begin
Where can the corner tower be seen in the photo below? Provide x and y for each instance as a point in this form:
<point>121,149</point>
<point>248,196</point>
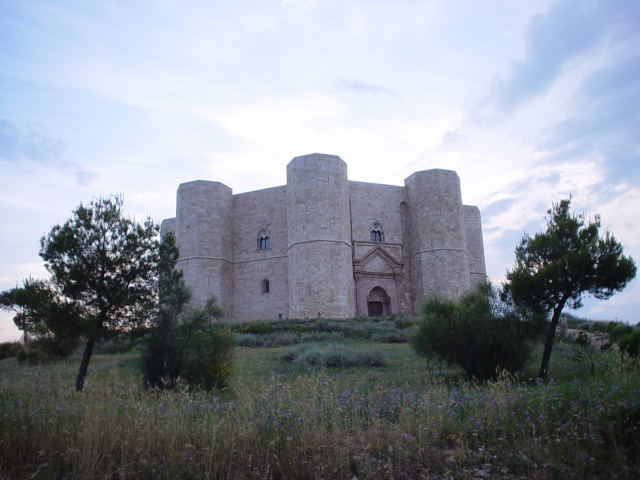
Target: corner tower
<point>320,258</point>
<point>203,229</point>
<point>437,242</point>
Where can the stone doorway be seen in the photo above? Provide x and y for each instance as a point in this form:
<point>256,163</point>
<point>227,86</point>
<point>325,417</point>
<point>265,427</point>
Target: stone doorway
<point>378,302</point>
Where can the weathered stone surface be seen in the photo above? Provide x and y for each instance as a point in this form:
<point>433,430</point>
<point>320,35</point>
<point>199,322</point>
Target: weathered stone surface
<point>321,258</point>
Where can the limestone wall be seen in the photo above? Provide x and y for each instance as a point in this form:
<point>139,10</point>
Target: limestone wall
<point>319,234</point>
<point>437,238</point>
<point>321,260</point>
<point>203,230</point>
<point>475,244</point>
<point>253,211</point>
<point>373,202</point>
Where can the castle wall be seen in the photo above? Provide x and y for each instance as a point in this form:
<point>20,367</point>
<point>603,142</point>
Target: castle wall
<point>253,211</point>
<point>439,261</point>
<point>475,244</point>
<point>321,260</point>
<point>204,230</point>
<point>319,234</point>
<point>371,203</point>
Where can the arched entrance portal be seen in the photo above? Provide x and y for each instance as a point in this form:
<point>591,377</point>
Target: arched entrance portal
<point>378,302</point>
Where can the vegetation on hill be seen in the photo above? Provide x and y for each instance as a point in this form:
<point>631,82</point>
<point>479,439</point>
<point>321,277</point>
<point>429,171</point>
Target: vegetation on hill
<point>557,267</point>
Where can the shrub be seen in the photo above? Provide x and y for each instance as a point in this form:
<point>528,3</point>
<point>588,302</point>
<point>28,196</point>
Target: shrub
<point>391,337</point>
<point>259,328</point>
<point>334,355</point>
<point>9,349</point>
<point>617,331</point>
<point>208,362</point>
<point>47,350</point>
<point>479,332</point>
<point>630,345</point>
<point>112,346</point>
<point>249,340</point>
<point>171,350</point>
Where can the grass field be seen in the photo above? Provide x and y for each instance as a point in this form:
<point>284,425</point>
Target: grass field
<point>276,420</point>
end
Please render the stretch of lines above, from the first line through the line containing "<point>437,242</point>", as a numbered list that skips blank lines and leaves out the picture.

1. Where can the corner tower be seen in the photo below? Provide x and y for each instance as a point in this form:
2. <point>121,149</point>
3. <point>248,196</point>
4. Target: corner tower
5. <point>320,258</point>
6. <point>203,229</point>
7. <point>437,242</point>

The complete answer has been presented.